=== Information supplied ===

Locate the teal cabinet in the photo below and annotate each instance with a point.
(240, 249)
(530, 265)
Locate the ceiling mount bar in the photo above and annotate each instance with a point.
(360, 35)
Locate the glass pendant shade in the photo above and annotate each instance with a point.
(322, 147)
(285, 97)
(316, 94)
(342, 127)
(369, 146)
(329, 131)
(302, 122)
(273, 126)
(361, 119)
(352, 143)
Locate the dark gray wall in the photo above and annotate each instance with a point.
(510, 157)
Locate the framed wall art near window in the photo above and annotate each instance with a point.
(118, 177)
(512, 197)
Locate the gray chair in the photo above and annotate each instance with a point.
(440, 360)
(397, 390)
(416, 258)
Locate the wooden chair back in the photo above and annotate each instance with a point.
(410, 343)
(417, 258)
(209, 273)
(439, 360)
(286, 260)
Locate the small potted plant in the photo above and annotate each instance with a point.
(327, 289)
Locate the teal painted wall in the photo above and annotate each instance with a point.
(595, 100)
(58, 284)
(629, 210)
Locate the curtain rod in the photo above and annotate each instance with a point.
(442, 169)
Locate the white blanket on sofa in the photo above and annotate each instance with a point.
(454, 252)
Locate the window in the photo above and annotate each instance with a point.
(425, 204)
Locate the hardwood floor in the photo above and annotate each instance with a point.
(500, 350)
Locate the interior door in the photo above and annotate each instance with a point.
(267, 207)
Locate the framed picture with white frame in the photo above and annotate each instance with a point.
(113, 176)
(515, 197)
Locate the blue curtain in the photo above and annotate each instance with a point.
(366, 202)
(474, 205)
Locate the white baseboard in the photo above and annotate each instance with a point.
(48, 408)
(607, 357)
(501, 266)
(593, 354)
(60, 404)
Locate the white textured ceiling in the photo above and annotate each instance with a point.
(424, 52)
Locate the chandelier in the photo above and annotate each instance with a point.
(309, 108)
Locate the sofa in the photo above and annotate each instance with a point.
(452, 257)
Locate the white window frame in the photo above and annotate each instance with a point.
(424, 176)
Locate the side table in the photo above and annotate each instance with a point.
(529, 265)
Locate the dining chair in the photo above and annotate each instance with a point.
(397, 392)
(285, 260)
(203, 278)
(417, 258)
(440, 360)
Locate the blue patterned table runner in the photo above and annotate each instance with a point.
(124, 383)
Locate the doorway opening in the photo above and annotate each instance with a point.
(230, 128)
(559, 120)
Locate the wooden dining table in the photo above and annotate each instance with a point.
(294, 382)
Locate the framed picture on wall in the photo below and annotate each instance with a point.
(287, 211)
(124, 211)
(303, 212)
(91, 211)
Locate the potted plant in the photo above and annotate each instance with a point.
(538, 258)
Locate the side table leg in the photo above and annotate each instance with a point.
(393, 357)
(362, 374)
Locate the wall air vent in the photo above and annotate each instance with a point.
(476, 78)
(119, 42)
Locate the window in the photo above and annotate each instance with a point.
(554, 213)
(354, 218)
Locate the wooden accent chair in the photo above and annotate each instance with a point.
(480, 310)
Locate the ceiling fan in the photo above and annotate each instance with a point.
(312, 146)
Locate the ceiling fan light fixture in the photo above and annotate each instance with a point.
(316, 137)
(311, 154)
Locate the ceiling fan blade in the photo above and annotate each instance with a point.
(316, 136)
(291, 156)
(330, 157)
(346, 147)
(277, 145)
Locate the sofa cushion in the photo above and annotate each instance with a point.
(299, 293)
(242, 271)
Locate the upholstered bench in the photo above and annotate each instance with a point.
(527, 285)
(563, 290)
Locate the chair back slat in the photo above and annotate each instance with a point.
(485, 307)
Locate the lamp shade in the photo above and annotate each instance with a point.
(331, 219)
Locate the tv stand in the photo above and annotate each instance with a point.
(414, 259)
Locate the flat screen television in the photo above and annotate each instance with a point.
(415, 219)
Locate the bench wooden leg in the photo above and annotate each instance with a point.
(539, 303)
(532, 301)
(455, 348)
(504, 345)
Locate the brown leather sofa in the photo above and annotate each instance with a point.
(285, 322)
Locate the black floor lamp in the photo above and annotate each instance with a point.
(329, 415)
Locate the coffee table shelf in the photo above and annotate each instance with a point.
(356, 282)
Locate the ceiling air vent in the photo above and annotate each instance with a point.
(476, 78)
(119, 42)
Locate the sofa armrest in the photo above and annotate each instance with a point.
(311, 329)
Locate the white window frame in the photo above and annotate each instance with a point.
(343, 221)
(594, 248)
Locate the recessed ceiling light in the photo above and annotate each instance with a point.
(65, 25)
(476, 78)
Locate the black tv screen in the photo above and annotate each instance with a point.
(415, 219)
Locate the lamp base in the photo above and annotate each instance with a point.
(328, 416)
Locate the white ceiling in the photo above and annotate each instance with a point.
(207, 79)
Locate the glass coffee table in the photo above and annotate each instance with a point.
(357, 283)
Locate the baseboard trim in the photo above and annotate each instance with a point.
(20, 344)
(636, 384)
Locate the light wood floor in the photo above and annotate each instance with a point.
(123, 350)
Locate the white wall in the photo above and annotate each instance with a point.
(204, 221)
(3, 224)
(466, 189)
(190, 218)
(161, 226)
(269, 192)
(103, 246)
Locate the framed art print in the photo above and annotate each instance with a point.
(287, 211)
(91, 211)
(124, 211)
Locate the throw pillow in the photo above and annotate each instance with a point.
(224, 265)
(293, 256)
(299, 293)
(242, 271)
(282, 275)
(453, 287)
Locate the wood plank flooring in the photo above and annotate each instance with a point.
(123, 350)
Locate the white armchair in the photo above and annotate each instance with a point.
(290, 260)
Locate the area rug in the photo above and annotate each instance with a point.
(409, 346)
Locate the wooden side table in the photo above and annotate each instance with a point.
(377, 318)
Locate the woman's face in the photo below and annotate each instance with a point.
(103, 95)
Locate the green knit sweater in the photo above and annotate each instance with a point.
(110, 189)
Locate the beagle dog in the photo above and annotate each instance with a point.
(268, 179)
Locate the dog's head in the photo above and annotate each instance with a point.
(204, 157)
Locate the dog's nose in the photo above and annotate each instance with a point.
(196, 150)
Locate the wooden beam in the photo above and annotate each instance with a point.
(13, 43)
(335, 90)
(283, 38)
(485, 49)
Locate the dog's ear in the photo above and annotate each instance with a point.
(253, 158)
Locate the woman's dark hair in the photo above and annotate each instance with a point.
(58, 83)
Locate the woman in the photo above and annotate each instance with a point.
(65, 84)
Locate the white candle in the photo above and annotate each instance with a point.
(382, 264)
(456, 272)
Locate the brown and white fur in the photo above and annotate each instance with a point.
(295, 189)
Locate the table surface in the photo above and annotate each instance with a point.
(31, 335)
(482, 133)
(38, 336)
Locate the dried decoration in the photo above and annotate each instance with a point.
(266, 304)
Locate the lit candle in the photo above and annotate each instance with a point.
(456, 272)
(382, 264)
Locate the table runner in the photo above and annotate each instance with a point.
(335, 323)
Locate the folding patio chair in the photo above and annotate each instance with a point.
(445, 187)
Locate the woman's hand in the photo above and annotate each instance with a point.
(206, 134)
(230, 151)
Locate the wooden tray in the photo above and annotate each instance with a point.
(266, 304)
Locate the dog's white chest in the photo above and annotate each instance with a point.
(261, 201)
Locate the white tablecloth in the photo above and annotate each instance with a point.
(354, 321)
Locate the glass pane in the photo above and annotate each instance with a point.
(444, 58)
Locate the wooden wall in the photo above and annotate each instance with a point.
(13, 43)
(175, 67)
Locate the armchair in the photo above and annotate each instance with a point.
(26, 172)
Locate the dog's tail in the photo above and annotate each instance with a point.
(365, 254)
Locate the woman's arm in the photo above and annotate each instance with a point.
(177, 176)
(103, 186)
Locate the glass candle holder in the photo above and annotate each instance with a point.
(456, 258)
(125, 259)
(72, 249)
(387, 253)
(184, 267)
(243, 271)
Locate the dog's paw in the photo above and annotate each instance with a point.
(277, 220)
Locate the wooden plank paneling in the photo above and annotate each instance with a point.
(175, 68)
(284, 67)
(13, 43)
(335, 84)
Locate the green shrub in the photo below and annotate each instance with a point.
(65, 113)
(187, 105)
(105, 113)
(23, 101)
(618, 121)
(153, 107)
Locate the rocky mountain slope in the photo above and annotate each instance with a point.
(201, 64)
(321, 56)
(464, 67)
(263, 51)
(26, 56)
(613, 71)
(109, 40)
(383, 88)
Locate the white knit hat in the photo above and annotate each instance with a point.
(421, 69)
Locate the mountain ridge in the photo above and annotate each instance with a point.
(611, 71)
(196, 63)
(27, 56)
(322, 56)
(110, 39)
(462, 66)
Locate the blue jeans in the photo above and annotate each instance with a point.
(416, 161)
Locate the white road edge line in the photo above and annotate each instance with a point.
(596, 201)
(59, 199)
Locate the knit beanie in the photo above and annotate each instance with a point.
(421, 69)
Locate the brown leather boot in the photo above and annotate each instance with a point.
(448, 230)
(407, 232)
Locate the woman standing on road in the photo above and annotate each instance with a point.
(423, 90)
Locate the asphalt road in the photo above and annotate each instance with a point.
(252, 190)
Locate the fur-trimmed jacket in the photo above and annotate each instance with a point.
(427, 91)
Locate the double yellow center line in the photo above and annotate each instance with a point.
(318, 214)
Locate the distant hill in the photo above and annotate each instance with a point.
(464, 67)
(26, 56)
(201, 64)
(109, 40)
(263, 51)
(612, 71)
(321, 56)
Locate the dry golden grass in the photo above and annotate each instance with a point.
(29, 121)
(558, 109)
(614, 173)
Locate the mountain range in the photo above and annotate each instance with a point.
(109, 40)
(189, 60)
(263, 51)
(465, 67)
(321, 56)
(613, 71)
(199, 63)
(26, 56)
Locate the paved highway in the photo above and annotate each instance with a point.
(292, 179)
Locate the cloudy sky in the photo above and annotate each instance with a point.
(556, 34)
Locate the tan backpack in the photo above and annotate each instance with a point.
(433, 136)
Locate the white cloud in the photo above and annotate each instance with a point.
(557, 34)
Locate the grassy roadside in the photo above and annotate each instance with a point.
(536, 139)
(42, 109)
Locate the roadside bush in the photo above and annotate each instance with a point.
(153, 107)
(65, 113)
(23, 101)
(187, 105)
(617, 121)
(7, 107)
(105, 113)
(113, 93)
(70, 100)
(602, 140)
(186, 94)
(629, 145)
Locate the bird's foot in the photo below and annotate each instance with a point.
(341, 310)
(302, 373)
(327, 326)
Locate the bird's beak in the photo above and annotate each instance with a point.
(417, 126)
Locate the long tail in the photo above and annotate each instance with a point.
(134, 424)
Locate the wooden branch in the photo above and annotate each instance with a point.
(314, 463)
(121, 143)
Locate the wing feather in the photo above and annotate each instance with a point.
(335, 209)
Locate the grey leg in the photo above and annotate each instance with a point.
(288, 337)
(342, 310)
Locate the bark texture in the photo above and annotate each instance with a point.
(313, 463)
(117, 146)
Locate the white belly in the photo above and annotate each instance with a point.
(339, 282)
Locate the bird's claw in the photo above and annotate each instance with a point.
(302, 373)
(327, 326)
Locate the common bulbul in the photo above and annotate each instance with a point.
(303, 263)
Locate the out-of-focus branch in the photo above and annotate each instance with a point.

===

Exercise brief → Begin with the line that contains "Locate the wooden branch" and quote each line after it exactly, stopping after the last line of the data.

Solution for this task →
Locate the wooden branch in the photo above and annotate each instance with a point.
(314, 463)
(121, 143)
Locate the wing feather in the photo above and annotate each instance with a point.
(335, 209)
Locate the grey leg in the photo above and annotate each instance with a point.
(288, 337)
(342, 310)
Locate the bark texture in the photo above and annotate each instance with a point.
(313, 463)
(117, 146)
Locate the white belly in the photo above and annotate each instance with a point.
(339, 282)
Locate the bird's claw in the photo above and annotate each instance with a point.
(302, 373)
(327, 326)
Locate the common bulbul in the photo above and annotate each instance with a point.
(303, 263)
Locate the out-of-focus branch in the photo above and annotate each instance with a point.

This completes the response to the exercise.